◆ **TEXT**:
>>>>>

By Professor DR SADIK MEMON
HYDERABAD – Hepatitis is one of the 10 reportable diseases in Pakistan. Worldwide, one among 12 people worldwide lives with the hepatitis. Along with other leading diseases in prevalence, it should be a warning that hepatitis is growing fast in Pakistan, and that immediate action needs to be taken to combat the disease.
The burden of disease related to hepatitis infection is very high, in most countries especially in PAKISTAN; there are approximately 1 million chronic carriers of hepatitis B and 1.7 million chronic carriers of hepatitis C in Sindh. According to survey by Pakistan Medical Research Council, prevalence of hepatitis B is 2.5% and of HCV it is about 5.0%. The HBV figures were high in Khairpur (6.3%), Ghotki (5.9%), Larkana (4.3%), Noshero Feroze (4%). Very high figures about HCV were seen in Ghotki (12.7%), Sanghar (7.8%), Dadu (7.2%), Hyderabad (5.7%), Thatta (5.4%), Shikarpur and Jacobabad 5.3%. Around 300,000 patients have developed end-stage liver disease and need urgent liver transplantation.
The key message of this day is that hepatitis is a preventable disease. Everyone can get this disease, yet it rarely affects those who consciously guard against it. It is important for people to be aware of this serious disease, how it is transmitted and how they can protect themselves.
So the World Hepatitis Day provides an opportunity to focus on specific actions, such as:
I. strengthening prevention, screening and control of viral hepatitis and its related diseases;
ii. Increasing hepatitis B vaccine coverage and integration of the vaccine into national immunization programmes;
iii. Coordinating a global response to hepatitis.
The problem has not been addressed in a comprehensive way for many reasons. These include the fact that most people do not develop any symptoms when they become infected and that they remain free of symptoms often for decades until they develop chronic liver disease.
These factors together have resulted in “the silent epidemic” we are experiencing today. Viral hepatitis also places a heavy burden on the health-care system because of the high costs of treatment of liver cancer and liver failure from cirrhosis. In PAKISTAN, liver failure from viral hepatitis is the leading reason for liver transplants. Such end-stage treatments are expensive, easily costing up to millions of rupees per person and Pakistan’s total budget is insufficient to take care of these end stage liver disease patients and there are no existing transplant facilities in Pakistan.
It is very unfortunate despite several efforts are taken by public and private sector; there is no well develop liver transplant facility centre in PAKISTAN. Government needs to takes serious action of this situation and establish good quality liver transplant center in the PAKISTAN.
Hepatitis B is entirely preventable and could be eradicated in a single generation. If only we had the will. Vaccines are clearly making a difference today. The hepatitis B vaccine is now offered to children in 178 countries worldwide, providing a level of protection that prevents more than 700,000 deaths from cirrhosis and liver cancer in each new generation.
Besides effective vaccines, tests for viral hepatitis have made the blood supply safer by dramatically lowering the risk for transfusion-associated hepatitis B and C infections. And for persons living with hepatitis B and C, improved access to screening and referral for treatment can reduce disease and death. Today, new therapies for hepatitis C can eliminate the virus in 2 out of 4 persons treated; essentially curing their infection, but still there is very high ratio of patient non-responder and relapsers as well. The message for SINDH Government to deal this alarming situation is to try to gives best treatment option to every patient, which is one weekly PEG-BASED INTERFERONE and Ribavirin.

<<<<<

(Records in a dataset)
>>>>>

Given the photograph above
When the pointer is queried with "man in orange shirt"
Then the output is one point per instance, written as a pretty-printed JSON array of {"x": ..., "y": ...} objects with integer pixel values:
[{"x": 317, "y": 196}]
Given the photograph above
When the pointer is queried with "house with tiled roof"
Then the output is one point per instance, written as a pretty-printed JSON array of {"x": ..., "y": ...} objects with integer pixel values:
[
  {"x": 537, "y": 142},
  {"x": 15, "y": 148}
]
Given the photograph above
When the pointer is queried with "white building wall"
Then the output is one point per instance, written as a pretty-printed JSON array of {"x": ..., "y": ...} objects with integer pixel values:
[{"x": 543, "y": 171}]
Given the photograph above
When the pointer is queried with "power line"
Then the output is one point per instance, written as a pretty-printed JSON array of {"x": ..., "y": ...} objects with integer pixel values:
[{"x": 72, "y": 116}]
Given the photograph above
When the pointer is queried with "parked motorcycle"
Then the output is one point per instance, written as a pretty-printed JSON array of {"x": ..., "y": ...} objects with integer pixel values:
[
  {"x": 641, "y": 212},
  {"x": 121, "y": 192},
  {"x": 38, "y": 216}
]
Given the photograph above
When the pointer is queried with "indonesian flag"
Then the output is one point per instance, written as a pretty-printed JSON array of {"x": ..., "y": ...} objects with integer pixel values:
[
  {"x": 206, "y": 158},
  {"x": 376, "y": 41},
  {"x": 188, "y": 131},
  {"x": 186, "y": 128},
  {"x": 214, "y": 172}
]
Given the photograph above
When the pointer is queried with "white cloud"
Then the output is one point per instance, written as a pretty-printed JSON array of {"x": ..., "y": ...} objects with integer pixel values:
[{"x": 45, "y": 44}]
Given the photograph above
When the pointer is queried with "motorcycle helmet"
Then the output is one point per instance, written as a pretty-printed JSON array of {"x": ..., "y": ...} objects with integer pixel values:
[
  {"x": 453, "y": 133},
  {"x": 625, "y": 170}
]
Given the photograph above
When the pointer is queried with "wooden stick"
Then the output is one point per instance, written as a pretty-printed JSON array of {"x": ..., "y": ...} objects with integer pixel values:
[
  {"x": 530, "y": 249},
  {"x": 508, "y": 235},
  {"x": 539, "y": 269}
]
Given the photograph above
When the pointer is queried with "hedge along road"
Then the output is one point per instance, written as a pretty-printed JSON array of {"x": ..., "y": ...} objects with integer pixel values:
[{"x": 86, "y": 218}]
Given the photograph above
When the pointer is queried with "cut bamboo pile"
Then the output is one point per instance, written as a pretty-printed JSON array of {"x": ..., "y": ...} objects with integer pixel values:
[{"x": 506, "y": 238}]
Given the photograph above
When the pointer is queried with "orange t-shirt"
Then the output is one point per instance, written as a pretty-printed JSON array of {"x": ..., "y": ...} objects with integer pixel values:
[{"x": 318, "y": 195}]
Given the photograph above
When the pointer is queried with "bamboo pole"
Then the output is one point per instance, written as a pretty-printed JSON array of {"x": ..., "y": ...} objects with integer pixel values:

<<<<<

◆ **WORK TO COMPLETE**:
Can you reproduce the hepatitis article from "These factors together" up to and including "in the PAKISTAN.", swapping "health-care system" for "healthcare system"? Rely only on the text to complete these.

◆ **TASK RESPONSE**:
These factors together have resulted in “the silent epidemic” we are experiencing today. Viral hepatitis also places a heavy burden on the healthcare system because of the high costs of treatment of liver cancer and liver failure from cirrhosis. In PAKISTAN, liver failure from viral hepatitis is the leading reason for liver transplants. Such end-stage treatments are expensive, easily costing up to millions of rupees per person and Pakistan’s total budget is insufficient to take care of these end stage liver disease patients and there are no existing transplant facilities in Pakistan.
It is very unfortunate despite several efforts are taken by public and private sector; there is no well develop liver transplant facility centre in PAKISTAN. Government needs to takes serious action of this situation and establish good quality liver transplant center in the PAKISTAN.